→ EXCERPT TO READ:

-------

Research

Critical scale of propagation influences dynamics of waves in a model of excitable medium

Joseph M Starobin^1,2 , Christopher P Danford² , Vivek Varadarajan² , Andrei J Starobin² and Vladimir N Polotski²

¹  Department of Physics and Astronomy, University of North Carolina at Greensboro, Greensboro, NC, USA

²  Mediwave Star Technology, Inc, Greensboro, NC, USA

author email corresponding author email

Nonlinear Biomedical Physics 2009, 3:4doi:10.1186/1753-4631-3-4

Published:	9 July 2009

Abstract

Background

Duration and speed of propagation of the pulse are essential factors for stability of excitation waves. We explore the propagation of excitation waves resulting from periodic stimulation of an excitable cable to determine the minimal stable pulse duration in a rate-dependent modification of a Chernyak-Starobin-Cohen reaction-diffusion model.

-------

→ WHAT TO WORK ON:
1) Reproduce the portion of the excitable-medium article from "²  Mediwave Star" up to and including "Chernyak-Starobin-Cohen reaction-diffusion model.".
2) Continue the excitable-medium article, starting after its final sentence.

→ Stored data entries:
-------

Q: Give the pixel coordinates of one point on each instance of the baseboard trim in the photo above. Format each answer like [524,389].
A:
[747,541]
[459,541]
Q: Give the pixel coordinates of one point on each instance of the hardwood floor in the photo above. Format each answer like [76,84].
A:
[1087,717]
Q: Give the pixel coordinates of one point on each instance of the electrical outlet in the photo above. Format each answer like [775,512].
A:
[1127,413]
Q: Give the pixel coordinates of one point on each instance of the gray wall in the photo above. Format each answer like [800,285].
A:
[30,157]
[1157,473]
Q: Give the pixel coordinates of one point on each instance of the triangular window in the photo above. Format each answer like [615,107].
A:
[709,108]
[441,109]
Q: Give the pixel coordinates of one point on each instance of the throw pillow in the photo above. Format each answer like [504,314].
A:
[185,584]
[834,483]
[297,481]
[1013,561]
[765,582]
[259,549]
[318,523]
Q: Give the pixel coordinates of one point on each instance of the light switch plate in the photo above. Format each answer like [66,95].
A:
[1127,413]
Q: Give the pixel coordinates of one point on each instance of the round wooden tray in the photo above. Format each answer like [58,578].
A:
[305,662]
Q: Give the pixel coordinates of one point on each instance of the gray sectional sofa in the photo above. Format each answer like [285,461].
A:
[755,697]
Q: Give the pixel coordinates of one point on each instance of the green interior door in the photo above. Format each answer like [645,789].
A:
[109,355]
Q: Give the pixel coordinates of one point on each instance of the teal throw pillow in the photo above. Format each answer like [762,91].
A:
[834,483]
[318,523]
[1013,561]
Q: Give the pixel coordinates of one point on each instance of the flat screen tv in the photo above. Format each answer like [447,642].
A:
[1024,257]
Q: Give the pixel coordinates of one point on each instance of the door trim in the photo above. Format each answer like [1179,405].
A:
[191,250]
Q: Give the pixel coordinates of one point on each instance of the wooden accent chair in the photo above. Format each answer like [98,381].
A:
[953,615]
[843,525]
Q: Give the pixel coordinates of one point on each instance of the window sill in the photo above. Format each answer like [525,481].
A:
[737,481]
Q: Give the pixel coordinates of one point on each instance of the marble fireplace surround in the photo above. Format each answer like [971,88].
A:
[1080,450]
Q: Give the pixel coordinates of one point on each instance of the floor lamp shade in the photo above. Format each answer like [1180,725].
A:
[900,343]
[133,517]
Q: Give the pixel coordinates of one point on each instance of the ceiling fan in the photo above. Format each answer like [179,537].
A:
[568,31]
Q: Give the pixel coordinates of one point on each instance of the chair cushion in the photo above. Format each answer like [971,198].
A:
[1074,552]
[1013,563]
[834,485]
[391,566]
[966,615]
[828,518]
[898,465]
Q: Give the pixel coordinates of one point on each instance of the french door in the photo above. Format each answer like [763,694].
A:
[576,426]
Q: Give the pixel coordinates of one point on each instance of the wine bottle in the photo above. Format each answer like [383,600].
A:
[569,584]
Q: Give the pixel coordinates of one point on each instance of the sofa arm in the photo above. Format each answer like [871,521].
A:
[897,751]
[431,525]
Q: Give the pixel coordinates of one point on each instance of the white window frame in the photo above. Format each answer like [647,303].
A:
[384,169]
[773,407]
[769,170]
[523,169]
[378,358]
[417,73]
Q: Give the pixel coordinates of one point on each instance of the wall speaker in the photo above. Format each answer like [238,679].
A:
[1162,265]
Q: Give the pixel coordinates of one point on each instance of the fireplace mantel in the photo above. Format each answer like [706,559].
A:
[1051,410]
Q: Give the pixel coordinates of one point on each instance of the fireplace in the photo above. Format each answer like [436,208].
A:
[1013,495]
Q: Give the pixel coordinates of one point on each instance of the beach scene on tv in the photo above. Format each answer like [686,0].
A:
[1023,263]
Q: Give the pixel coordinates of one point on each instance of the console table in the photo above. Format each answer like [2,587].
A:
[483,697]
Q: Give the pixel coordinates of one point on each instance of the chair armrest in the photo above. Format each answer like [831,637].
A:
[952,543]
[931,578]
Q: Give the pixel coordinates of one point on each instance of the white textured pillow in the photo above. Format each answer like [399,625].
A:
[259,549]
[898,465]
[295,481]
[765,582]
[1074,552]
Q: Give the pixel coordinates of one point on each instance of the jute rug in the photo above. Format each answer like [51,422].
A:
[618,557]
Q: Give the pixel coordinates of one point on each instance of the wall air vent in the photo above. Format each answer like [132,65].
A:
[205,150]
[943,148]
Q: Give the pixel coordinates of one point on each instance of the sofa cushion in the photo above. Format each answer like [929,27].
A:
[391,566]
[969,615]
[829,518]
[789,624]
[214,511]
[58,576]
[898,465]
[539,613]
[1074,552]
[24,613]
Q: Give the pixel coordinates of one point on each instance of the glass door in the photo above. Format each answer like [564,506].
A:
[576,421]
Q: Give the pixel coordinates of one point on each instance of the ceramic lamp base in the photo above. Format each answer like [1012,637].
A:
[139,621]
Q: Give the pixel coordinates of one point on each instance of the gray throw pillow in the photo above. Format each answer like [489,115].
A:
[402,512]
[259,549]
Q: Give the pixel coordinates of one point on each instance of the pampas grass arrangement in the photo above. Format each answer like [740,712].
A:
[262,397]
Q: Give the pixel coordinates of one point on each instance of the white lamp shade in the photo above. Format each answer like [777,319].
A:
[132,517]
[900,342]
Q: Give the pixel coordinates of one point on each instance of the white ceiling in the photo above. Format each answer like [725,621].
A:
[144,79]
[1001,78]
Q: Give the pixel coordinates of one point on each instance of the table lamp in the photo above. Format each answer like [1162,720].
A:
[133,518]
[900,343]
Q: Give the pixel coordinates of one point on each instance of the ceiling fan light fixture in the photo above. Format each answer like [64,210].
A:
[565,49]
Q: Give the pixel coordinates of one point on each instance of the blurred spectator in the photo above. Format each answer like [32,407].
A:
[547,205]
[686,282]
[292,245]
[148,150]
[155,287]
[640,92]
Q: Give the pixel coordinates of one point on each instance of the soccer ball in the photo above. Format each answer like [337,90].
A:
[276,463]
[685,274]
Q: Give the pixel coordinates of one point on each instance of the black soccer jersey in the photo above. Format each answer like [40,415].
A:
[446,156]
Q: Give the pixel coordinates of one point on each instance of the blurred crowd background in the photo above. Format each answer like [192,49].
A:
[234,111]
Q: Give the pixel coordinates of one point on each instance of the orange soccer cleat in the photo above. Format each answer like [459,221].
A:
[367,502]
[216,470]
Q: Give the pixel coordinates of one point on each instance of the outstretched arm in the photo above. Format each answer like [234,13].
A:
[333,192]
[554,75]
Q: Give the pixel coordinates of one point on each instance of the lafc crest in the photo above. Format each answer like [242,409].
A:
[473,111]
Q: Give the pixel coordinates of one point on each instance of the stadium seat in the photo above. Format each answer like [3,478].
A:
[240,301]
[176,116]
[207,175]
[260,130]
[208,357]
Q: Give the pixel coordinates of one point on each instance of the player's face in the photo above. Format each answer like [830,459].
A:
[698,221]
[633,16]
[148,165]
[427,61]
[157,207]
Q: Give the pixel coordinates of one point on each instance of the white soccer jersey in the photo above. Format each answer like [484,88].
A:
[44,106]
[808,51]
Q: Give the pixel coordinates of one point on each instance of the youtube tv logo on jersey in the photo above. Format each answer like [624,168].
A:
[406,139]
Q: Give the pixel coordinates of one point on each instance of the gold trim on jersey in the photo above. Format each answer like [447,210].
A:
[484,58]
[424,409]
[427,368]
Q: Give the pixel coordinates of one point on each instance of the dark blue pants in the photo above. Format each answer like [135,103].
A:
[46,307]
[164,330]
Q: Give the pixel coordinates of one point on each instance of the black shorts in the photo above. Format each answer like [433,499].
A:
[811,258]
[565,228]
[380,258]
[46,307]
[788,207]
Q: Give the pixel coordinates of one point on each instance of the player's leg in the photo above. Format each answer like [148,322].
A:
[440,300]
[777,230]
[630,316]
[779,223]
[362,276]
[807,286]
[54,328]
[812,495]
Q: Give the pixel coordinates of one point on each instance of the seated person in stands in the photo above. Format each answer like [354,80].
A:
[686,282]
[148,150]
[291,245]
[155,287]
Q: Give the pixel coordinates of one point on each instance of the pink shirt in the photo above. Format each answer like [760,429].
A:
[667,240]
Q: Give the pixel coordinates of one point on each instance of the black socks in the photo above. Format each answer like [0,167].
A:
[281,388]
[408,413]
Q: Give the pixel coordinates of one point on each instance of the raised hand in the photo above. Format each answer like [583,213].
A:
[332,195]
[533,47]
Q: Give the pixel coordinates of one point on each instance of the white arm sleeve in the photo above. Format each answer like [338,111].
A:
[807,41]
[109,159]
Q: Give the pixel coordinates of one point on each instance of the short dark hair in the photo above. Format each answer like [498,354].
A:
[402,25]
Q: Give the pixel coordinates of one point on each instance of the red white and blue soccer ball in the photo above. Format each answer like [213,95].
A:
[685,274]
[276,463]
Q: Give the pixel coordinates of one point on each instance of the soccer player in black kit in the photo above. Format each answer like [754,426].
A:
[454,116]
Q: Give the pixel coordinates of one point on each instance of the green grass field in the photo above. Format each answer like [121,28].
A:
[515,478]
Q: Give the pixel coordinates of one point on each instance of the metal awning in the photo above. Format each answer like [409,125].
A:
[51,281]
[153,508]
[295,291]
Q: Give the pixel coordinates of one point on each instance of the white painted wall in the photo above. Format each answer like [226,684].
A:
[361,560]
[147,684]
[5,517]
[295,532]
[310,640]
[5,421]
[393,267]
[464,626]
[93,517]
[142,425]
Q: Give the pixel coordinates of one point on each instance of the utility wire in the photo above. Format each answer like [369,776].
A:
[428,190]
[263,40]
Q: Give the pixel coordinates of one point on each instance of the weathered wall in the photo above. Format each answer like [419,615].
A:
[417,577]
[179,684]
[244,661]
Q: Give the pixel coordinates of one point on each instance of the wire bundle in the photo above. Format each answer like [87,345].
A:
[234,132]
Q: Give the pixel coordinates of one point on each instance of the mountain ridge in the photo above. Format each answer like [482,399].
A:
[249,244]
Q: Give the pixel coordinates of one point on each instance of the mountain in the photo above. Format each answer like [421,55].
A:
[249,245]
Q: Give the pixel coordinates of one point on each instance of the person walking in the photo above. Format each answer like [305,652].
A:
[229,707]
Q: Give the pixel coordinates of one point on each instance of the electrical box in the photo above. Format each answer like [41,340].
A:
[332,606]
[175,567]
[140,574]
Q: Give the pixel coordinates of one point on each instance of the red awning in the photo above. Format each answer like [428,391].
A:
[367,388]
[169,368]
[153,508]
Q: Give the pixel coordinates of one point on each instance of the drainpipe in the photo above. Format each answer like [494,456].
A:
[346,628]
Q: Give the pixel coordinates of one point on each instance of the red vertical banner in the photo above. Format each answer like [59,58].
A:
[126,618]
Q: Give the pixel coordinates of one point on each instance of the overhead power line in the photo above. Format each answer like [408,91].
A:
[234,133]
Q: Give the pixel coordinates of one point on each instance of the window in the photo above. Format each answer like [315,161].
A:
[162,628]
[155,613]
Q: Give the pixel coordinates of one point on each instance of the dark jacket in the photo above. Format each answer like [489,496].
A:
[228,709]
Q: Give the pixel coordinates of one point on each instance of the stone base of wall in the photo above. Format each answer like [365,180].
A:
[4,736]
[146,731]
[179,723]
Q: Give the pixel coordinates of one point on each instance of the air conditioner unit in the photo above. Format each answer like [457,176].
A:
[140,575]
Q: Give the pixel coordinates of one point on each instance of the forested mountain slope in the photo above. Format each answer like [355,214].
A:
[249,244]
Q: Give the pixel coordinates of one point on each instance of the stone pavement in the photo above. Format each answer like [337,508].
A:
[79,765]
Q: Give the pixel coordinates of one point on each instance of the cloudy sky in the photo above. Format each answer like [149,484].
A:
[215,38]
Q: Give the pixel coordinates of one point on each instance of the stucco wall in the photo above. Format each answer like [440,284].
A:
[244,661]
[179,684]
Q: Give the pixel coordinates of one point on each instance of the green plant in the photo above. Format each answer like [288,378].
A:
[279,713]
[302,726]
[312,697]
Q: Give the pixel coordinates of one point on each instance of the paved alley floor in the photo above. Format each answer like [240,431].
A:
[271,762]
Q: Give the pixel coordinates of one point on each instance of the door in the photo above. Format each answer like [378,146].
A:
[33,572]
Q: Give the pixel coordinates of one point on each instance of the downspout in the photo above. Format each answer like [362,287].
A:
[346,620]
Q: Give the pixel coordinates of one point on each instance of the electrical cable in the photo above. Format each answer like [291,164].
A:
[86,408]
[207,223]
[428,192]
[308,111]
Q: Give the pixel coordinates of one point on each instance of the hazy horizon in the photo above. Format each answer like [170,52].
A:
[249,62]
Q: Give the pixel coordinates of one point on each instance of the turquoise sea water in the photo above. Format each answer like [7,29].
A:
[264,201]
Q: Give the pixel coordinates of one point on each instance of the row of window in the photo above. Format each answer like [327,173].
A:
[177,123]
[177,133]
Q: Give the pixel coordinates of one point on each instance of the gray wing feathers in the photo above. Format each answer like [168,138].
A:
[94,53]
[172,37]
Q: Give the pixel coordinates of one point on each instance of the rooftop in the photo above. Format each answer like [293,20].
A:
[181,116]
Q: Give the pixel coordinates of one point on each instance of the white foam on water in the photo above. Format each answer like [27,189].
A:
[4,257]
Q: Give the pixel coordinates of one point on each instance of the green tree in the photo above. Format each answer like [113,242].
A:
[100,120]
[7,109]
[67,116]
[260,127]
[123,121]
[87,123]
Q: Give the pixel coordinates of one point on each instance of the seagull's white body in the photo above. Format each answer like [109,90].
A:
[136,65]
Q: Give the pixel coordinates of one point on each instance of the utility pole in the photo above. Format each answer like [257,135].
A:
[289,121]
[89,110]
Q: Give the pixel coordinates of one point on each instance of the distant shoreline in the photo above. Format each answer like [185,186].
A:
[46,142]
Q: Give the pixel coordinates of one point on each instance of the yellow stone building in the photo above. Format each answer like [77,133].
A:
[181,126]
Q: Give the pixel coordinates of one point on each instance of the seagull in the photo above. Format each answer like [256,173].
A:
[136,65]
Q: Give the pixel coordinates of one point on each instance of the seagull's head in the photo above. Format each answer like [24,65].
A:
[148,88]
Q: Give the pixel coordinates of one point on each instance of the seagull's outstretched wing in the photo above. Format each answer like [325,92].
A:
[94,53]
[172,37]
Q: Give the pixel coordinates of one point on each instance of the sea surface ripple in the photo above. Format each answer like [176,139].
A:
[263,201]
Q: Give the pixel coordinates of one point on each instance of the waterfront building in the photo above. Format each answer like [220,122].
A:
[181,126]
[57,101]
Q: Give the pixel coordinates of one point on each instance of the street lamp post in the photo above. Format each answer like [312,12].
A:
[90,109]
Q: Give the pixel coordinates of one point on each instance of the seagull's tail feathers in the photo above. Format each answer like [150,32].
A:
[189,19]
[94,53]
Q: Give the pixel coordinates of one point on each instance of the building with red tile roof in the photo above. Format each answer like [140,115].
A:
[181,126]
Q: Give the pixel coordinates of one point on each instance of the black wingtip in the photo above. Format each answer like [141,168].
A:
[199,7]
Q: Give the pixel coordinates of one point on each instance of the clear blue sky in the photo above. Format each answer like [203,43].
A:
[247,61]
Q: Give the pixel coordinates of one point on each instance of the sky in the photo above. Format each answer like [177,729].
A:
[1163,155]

-------

→ TASK RESPONSES:
1)
²  Mediwave Star Technology, Inc, Greensboro, NC, USA

author email corresponding author email

Nonlinear Biomedical Physics 2009, 3:4doi:10.1186/1753-4631-3-4

Published:	9 July 2009

Abstract

Background

Duration and speed of propagation of the pulse are essential factors for stability of excitation waves. We explore the propagation of excitation waves resulting from periodic stimulation of an excitable cable to determine the minimal stable pulse duration in a rate-dependent modification of a Chernyak-Starobin-Cohen reaction-diffusion model.

2)
Results

Various pacing rate dependent features of wave propagation were studied computationally and analytically. We demonstrated that the complexity of responses to stimulation and evolution of these responses from stable propagation to propagation block and alternans was determined by the proximity between the minimal level of the recovery variable and the critical excitation threshold for a stable solitary pulse.

Conclusion

These results suggest that critical propagation of excitation waves determines conditions for transition to unstable rhythms in a way similar to unstable cardiac rhythms. Established conditions were suitably accurate regardless of rate dependent features and the magnitude of the slopes of restitution curves.